---------- Extract to read

The patient's neurologic status and T-cell counts remained unchanged despite a decline in CMV copy number after the initial U-DLI, which was given on day +112 (Figure 2). She was 100% donor T-cell chimera before DLI. Following the third U-DLI, she developed localized chronic skin and ocular GVHD, which responded to topical treatments. This was associated with temporary increase in peripheral blood CD4/CD8 counts. After the fourth U-DLI, given at higher doses, her CD4/CD8 counts further increased and remained high afterward. This was clearly associated with decrease in her CMV viral load by PCR (Figure 2) and CMV antigenemia. No steroid therapy was given during any of the DLIs. Antiviral therapy was discontinued because of lack of clinical efficacy. Her neurologic recovery, however, lagged behind viral clearance following U-DLIs. She developed biopsy-proven grade 2 skin GVHD after the last (fifth) high-dose DLI, which responded to a short course of a systemic steroid. Most recently, her CMV was undetectable or positive at very low titer with relatively high peripheral T-cell counts. Her neurologic condition improved in parallel with resolution of MRI lesions (Figure 1B). A follow-up CSF sample examination on day +357 was negative for CMV by PCR.

--------------------
---------- Dataset

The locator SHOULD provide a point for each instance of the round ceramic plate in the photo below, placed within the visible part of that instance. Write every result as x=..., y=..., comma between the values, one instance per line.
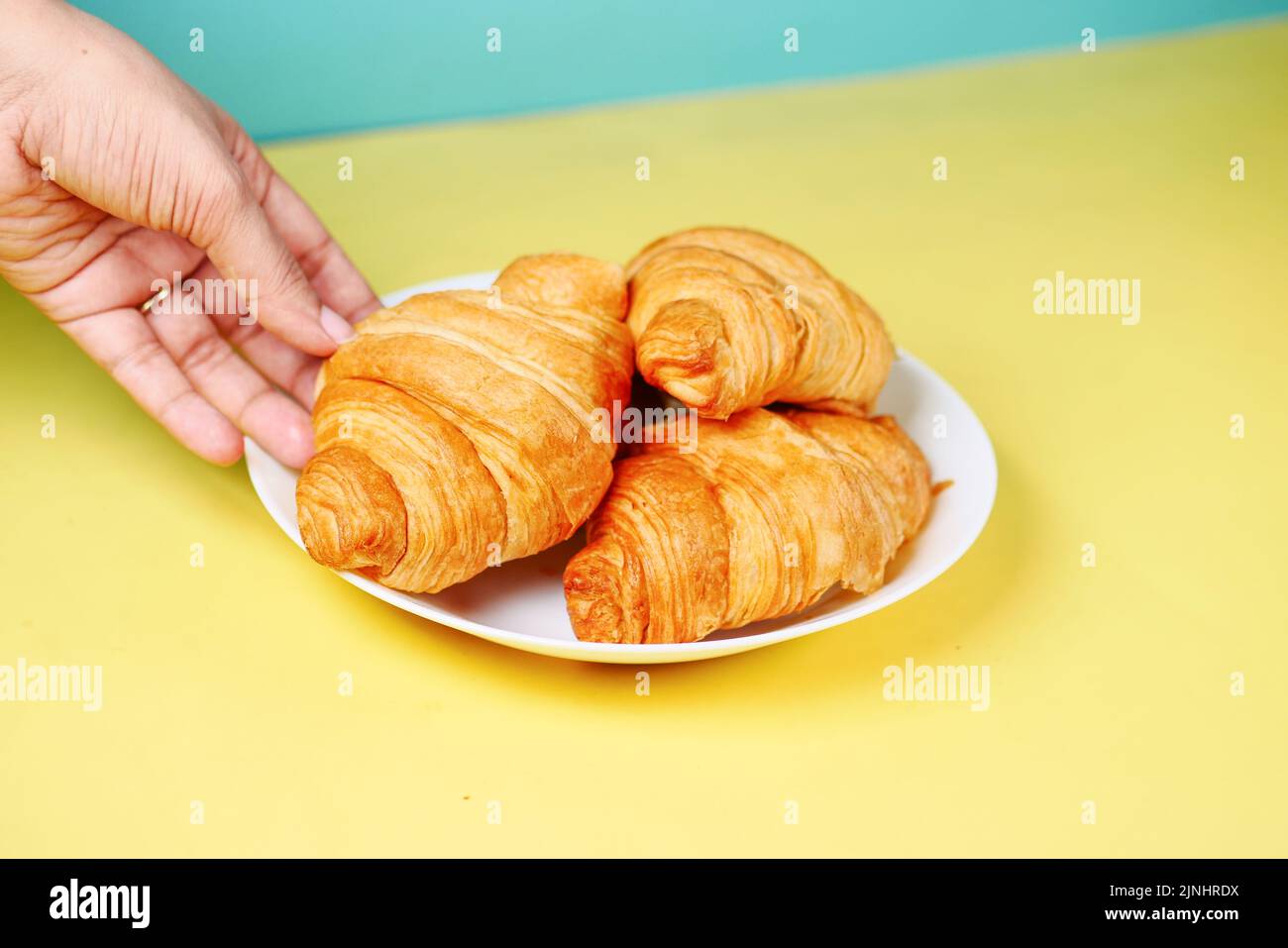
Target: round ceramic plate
x=520, y=603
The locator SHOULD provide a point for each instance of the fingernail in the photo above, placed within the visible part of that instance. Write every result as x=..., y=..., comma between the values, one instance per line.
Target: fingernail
x=336, y=326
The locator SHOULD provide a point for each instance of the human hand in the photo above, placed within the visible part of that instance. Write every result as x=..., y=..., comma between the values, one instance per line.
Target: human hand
x=115, y=175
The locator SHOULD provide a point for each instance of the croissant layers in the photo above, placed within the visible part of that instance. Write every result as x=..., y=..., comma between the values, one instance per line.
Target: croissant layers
x=726, y=318
x=759, y=520
x=458, y=429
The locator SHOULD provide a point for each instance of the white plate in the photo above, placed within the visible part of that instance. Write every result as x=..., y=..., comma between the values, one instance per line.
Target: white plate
x=520, y=603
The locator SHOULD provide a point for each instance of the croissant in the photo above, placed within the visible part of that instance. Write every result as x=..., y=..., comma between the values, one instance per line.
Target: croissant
x=726, y=318
x=767, y=513
x=463, y=429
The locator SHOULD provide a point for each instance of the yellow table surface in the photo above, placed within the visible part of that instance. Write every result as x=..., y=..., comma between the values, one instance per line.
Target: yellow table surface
x=1109, y=685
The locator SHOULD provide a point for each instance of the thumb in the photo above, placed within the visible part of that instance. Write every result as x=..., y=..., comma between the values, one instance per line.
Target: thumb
x=244, y=247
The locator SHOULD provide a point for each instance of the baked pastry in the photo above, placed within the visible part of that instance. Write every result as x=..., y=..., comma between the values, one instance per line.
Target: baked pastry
x=759, y=520
x=726, y=318
x=463, y=429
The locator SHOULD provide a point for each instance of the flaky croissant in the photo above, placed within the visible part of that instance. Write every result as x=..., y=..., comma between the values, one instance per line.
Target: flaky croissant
x=460, y=429
x=759, y=520
x=726, y=318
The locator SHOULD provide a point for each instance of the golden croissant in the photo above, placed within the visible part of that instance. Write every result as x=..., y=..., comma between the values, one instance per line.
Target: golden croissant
x=726, y=318
x=462, y=429
x=759, y=520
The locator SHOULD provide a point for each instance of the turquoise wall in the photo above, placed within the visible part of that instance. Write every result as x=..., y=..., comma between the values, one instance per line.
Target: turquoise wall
x=299, y=67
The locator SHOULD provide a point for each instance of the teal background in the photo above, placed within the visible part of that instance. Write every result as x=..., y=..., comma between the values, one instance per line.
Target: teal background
x=301, y=67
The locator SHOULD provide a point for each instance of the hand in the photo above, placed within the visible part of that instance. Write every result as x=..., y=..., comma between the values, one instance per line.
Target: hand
x=114, y=174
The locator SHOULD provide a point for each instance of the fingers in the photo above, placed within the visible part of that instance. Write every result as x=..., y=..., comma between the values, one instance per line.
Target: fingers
x=237, y=390
x=282, y=364
x=243, y=245
x=123, y=344
x=333, y=274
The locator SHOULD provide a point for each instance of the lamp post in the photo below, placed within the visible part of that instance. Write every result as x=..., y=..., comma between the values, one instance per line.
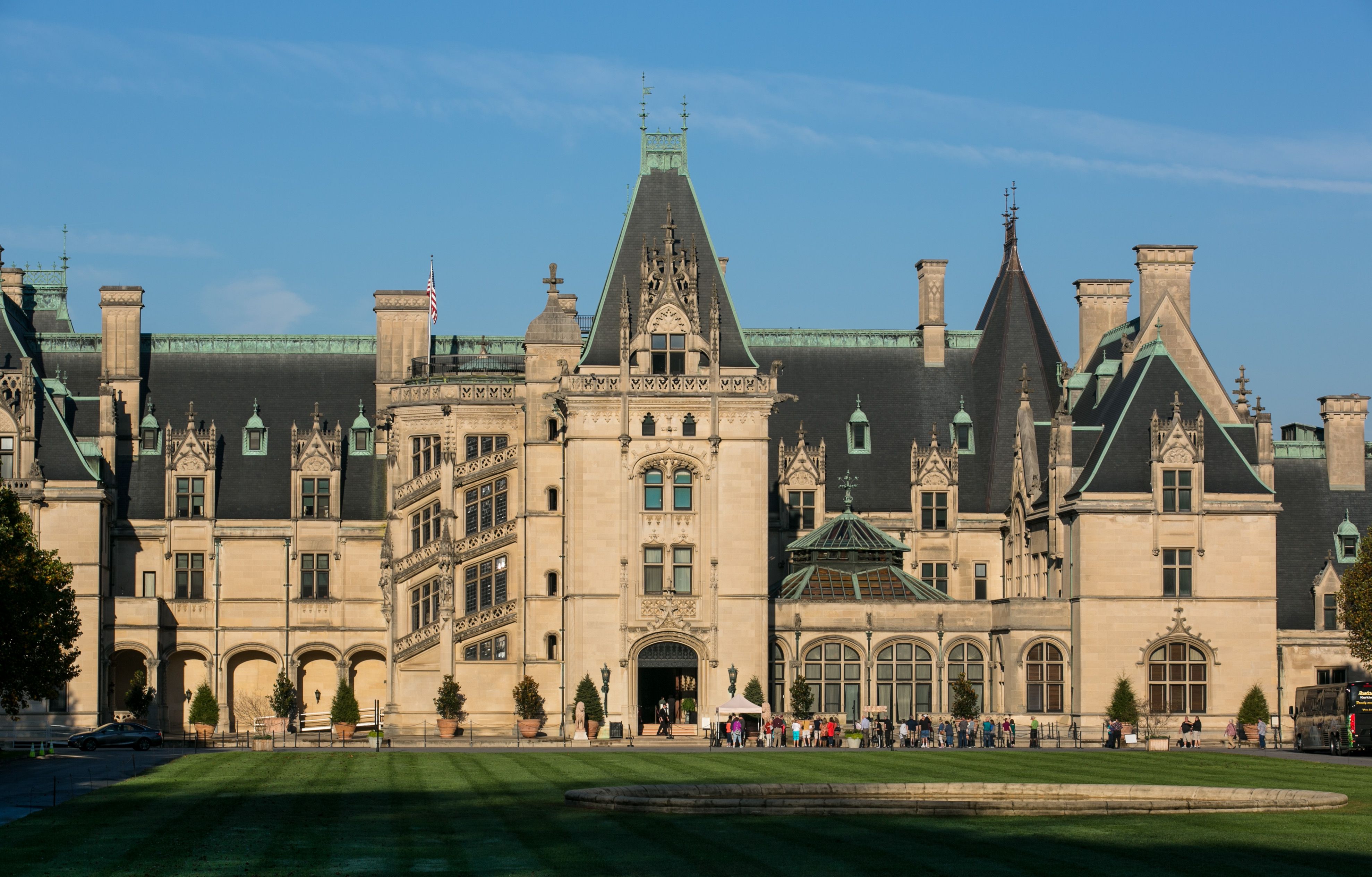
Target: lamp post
x=606, y=690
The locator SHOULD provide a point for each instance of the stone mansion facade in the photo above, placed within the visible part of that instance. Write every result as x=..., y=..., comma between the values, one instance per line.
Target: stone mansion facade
x=658, y=495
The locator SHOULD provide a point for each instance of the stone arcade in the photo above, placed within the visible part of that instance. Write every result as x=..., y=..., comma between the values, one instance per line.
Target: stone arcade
x=647, y=495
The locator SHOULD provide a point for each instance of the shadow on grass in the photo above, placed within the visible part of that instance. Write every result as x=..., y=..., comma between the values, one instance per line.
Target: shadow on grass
x=497, y=813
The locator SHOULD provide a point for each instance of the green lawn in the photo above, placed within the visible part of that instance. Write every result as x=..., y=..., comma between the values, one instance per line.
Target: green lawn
x=504, y=813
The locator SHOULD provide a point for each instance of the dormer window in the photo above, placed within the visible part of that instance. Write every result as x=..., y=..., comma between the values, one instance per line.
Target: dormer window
x=859, y=431
x=669, y=355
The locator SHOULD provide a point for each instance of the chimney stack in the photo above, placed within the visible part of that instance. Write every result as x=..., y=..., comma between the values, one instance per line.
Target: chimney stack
x=1164, y=270
x=1345, y=447
x=931, y=309
x=1102, y=305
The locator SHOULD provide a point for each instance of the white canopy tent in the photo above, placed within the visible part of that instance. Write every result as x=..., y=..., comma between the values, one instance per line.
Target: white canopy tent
x=739, y=705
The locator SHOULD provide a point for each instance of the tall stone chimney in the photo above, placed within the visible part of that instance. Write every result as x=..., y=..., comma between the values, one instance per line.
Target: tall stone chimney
x=1345, y=447
x=1164, y=270
x=121, y=362
x=401, y=338
x=931, y=309
x=1102, y=305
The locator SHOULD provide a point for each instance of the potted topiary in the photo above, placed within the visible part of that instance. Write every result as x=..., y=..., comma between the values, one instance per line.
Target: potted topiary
x=449, y=705
x=1253, y=710
x=588, y=695
x=205, y=711
x=529, y=705
x=343, y=711
x=282, y=703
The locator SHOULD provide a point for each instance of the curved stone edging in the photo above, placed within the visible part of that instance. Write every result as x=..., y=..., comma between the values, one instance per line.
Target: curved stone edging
x=947, y=799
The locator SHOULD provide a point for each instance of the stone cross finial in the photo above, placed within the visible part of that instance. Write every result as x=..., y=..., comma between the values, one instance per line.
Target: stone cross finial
x=849, y=482
x=552, y=280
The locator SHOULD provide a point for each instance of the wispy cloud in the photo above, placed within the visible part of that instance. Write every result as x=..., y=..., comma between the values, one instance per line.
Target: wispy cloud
x=579, y=92
x=47, y=242
x=257, y=302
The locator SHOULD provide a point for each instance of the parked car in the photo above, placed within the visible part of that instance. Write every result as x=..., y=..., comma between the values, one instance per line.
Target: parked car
x=117, y=735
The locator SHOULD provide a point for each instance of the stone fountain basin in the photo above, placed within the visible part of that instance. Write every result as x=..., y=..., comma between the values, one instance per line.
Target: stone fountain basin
x=947, y=799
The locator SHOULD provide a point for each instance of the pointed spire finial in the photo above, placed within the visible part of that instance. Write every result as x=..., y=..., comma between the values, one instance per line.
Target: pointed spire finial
x=849, y=482
x=552, y=280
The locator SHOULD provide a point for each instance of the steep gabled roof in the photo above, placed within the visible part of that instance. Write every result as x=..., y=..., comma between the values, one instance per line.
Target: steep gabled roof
x=658, y=188
x=1014, y=337
x=1122, y=457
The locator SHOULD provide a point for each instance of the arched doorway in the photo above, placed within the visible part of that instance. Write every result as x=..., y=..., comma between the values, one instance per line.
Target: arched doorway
x=667, y=672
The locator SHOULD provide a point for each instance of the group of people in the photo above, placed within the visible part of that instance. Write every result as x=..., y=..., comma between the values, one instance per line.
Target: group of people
x=881, y=733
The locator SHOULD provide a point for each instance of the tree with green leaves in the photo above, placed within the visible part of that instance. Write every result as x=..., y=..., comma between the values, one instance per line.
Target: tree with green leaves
x=588, y=695
x=205, y=710
x=1254, y=707
x=140, y=696
x=754, y=692
x=1356, y=603
x=283, y=696
x=1124, y=703
x=965, y=700
x=39, y=621
x=802, y=699
x=451, y=700
x=345, y=710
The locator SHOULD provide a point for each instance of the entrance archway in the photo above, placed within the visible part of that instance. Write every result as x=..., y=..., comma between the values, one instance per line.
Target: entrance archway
x=667, y=673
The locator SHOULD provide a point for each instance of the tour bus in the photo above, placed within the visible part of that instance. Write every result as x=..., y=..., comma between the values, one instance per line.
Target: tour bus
x=1337, y=718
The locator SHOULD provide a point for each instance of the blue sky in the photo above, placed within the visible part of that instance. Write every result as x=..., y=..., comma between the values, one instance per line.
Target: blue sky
x=261, y=168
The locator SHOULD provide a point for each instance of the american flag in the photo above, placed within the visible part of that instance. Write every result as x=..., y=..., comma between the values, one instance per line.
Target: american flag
x=433, y=294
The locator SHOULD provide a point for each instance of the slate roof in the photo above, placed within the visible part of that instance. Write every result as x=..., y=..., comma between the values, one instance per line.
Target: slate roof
x=1311, y=515
x=1122, y=457
x=647, y=214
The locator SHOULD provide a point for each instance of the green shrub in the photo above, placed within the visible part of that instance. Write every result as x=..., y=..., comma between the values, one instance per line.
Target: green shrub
x=283, y=696
x=345, y=710
x=1254, y=707
x=451, y=700
x=588, y=695
x=205, y=710
x=529, y=703
x=802, y=699
x=139, y=698
x=1124, y=703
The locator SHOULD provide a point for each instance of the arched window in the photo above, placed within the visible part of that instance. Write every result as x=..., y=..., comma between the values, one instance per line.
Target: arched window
x=777, y=678
x=835, y=676
x=965, y=661
x=905, y=680
x=654, y=490
x=1043, y=678
x=1178, y=676
x=681, y=490
x=859, y=431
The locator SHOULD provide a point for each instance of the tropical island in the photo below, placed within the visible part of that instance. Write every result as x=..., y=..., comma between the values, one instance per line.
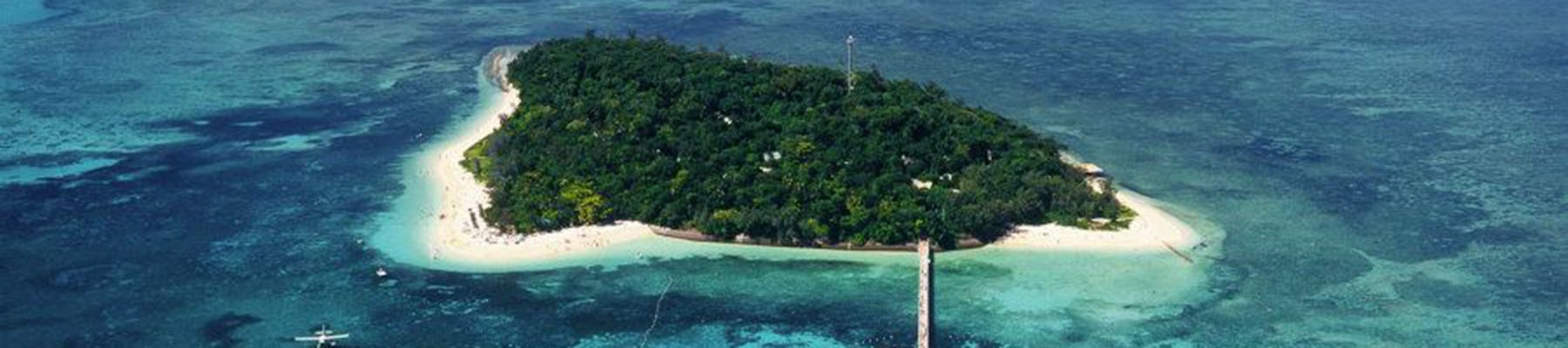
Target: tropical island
x=623, y=129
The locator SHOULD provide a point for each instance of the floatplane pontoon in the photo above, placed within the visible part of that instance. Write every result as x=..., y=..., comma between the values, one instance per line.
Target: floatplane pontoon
x=323, y=338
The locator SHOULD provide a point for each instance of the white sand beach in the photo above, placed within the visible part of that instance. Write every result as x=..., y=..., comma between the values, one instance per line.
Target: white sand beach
x=1152, y=231
x=455, y=232
x=454, y=236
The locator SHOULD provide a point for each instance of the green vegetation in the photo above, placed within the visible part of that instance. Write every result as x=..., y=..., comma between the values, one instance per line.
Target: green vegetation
x=476, y=160
x=629, y=129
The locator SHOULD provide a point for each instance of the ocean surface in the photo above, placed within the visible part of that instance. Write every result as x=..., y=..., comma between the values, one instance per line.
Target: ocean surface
x=211, y=173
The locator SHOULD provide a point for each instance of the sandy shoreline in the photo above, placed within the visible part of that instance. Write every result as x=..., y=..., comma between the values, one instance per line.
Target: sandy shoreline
x=1152, y=231
x=454, y=234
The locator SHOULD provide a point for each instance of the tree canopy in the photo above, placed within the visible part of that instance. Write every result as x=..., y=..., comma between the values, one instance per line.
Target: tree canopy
x=642, y=129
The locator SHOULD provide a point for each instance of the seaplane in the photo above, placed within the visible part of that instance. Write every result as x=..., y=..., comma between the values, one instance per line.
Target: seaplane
x=323, y=338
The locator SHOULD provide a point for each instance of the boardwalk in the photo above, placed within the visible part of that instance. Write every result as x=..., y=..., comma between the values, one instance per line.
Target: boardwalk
x=925, y=293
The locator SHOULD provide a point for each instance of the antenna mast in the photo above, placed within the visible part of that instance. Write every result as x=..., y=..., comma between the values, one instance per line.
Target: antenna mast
x=848, y=70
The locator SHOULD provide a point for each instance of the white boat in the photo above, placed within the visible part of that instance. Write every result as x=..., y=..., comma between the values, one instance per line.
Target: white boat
x=323, y=338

--------------------

[Tasks and exercises]
a) Put this sentence from the patient case report into Spanish: "Antiviral therapy was discontinued because of lack of clinical efficacy."
b) Pick up the patient case report after its last sentence and keep writing it.
You won't need the data for any of this.

[Written answers]
a) La terapia antiviral se suspendió por falta de eficacia clínica.

b)
Our observation of using previously collected and stored U-DLIs in 2 allogeneic HCT recipients, one with drug-resistant CMV encephalitis reported here and the other case with refractory aspergillus pneumonia⁷  suggests that sequential administration of escalating doses of U-DLI may have therapeutic value in treating opportunistic infections in allograft recipients. Without a comparative trial, it is difficult to determine whether ex vivo T-cell cloning and expansion is essential to induce CMV-specific immune responses in vivo. CMV-specific cytotoxic memory T cells that are present in donor lymphocyte product may be restimulated and expand after antigenic exposure in vivo. There is ample evidence to suggest that CMV reactivation is controlled by CMV-TCs.^8,9  However, recent studies also suggest that natural killer cells play a role in protecting against CMV^10,11  and U-DLI product could provide such additional cellular elements.

The patient's CD4 and CD8 counts remained severely suppressed despite discontinuation of immunosuppressive therapy. Prolonged immune-suppression has been partly attributed to the interactions between CMV and T-cell functions such as cytokine production and adhesion molecule expression.¹²  The CMV load dropped significantly after the fourth U-DLI. The initial antiviral effect was transient possibly because of the cell dose and the long interval between the first and second infusions. The last 2 infusions were given in closer proximity and contained relatively high CD3⁺ T-cell doses (1.5 × 10⁸ CD3⁺ cells/kg). Significant increases in CD4/CD8 T-cell levels were demonstrated after each infusion.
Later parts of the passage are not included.